### RECORDS FOR THE TASK
= = = = = = =
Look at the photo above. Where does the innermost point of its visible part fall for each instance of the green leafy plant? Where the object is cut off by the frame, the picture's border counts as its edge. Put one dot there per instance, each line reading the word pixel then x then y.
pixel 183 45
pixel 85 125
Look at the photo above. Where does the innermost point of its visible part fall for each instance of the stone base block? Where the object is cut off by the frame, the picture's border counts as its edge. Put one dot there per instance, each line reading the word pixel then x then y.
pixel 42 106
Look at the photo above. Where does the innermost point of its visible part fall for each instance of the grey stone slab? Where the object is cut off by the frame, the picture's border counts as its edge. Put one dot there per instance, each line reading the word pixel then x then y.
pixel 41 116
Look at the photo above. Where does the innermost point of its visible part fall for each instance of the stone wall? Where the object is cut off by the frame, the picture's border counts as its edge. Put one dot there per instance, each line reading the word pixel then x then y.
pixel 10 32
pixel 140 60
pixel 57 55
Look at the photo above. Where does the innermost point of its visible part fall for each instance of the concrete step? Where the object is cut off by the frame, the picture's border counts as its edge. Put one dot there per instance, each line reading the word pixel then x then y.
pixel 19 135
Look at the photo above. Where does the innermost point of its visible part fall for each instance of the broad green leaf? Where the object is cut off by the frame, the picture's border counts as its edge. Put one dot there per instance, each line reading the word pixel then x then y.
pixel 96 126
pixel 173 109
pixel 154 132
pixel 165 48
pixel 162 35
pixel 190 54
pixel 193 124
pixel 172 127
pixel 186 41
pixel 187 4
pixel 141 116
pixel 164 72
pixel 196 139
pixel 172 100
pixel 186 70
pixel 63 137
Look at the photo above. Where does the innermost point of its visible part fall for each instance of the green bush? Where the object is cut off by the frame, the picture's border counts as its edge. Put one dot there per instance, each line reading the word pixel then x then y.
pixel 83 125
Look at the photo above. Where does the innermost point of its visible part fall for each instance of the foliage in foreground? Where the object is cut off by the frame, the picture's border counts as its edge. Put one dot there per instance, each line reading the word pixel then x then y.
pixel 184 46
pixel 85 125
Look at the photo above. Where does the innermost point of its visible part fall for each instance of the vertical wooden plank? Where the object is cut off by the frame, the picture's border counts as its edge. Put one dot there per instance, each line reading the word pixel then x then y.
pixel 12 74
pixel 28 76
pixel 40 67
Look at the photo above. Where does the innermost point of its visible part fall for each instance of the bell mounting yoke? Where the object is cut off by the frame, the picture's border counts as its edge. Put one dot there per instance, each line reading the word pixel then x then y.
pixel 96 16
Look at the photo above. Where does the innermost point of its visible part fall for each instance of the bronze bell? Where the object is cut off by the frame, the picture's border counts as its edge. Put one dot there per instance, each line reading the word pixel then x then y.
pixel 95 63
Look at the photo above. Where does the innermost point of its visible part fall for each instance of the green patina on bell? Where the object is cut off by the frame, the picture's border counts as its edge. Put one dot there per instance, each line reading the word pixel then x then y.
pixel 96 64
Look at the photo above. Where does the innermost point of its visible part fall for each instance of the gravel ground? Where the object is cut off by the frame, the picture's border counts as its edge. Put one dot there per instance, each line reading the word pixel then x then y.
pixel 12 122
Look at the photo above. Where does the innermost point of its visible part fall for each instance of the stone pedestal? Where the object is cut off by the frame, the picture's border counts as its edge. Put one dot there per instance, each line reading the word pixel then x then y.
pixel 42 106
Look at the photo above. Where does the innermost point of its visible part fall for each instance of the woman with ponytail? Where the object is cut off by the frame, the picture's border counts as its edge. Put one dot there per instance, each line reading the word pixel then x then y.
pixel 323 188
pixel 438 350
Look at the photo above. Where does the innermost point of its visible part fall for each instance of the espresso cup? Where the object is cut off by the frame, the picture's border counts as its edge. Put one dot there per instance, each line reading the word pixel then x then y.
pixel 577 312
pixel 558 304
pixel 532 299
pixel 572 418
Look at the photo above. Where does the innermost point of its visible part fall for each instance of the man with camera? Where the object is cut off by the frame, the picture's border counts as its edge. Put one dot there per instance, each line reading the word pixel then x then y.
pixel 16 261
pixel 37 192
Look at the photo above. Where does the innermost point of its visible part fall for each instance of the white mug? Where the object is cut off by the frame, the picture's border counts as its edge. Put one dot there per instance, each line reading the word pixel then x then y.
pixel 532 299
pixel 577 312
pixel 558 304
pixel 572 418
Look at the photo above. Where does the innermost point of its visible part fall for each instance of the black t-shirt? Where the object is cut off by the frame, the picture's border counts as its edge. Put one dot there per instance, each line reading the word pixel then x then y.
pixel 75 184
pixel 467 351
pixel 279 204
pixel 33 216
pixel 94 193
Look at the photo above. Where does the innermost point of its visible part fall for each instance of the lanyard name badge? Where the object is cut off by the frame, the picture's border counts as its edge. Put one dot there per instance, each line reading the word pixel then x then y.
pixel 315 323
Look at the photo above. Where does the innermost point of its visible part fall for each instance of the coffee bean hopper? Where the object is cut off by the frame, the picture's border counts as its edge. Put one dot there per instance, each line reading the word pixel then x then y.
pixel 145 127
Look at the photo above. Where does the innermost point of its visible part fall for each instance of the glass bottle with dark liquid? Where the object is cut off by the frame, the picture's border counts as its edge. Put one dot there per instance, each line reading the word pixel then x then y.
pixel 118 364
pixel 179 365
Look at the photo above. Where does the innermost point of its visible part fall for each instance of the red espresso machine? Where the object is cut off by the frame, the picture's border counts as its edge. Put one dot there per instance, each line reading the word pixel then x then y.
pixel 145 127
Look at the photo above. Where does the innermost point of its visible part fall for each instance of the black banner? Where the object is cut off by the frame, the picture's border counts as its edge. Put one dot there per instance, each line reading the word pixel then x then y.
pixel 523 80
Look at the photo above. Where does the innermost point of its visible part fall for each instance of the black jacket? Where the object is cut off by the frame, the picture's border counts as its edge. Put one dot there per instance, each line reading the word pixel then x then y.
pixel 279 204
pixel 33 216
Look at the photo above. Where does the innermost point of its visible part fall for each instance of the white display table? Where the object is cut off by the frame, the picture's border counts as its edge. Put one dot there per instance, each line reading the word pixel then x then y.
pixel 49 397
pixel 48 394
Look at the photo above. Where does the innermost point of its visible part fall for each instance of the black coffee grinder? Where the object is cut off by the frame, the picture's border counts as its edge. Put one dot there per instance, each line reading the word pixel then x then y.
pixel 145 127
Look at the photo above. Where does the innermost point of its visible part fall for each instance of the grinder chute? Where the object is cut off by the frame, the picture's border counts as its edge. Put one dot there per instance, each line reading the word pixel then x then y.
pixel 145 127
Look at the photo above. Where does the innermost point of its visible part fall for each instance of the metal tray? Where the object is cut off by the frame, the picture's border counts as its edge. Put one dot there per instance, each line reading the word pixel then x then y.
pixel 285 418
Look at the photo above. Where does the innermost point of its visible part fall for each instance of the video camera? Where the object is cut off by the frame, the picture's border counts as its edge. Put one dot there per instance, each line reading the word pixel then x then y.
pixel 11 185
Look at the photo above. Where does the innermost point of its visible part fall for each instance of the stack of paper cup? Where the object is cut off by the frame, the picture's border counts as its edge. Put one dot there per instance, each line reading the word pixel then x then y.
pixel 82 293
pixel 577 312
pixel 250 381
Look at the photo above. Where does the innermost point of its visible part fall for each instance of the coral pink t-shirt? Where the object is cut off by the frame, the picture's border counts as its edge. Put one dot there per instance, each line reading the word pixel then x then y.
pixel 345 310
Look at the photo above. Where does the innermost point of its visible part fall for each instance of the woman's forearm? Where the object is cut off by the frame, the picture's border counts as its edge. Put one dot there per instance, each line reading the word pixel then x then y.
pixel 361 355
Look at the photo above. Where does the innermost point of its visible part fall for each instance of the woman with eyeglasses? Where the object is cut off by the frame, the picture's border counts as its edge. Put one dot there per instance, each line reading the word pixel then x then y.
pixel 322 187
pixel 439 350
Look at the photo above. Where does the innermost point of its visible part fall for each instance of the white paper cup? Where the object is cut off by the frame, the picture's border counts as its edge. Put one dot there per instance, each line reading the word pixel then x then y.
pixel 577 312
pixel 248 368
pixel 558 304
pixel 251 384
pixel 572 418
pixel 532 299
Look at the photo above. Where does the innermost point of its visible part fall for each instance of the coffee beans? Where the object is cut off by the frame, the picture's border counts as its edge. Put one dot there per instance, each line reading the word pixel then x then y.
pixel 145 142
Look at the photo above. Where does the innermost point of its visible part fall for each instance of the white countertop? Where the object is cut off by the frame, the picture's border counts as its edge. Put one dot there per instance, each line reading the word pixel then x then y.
= = = = = = =
### INSTRUCTIONS TO FOLLOW
Render the records from the line containing "of the metal" through the line containing "pixel 11 185", both included, as a Markdown table with the columns Row and Line. Give each line its row number and leave out any blank lines.

### TASK RESPONSE
| Row | Line |
|---|---|
| 1 | Look at the photo above. Where does the innermost point of its visible part fall for each instance of the metal tray? Where the object is cut off by the frame, the picture's border counts as its edge. Put one dot there per instance, each line reading the word pixel then x then y. |
| 2 | pixel 285 418 |
| 3 | Look at the photo above. Where does the innermost point of its visible part fall for each instance of the video camera? Where the object is cut off by the frame, the picture's border counts as its edge. Put one dot there per instance, each line reading the word pixel then x then y. |
| 4 | pixel 11 185 |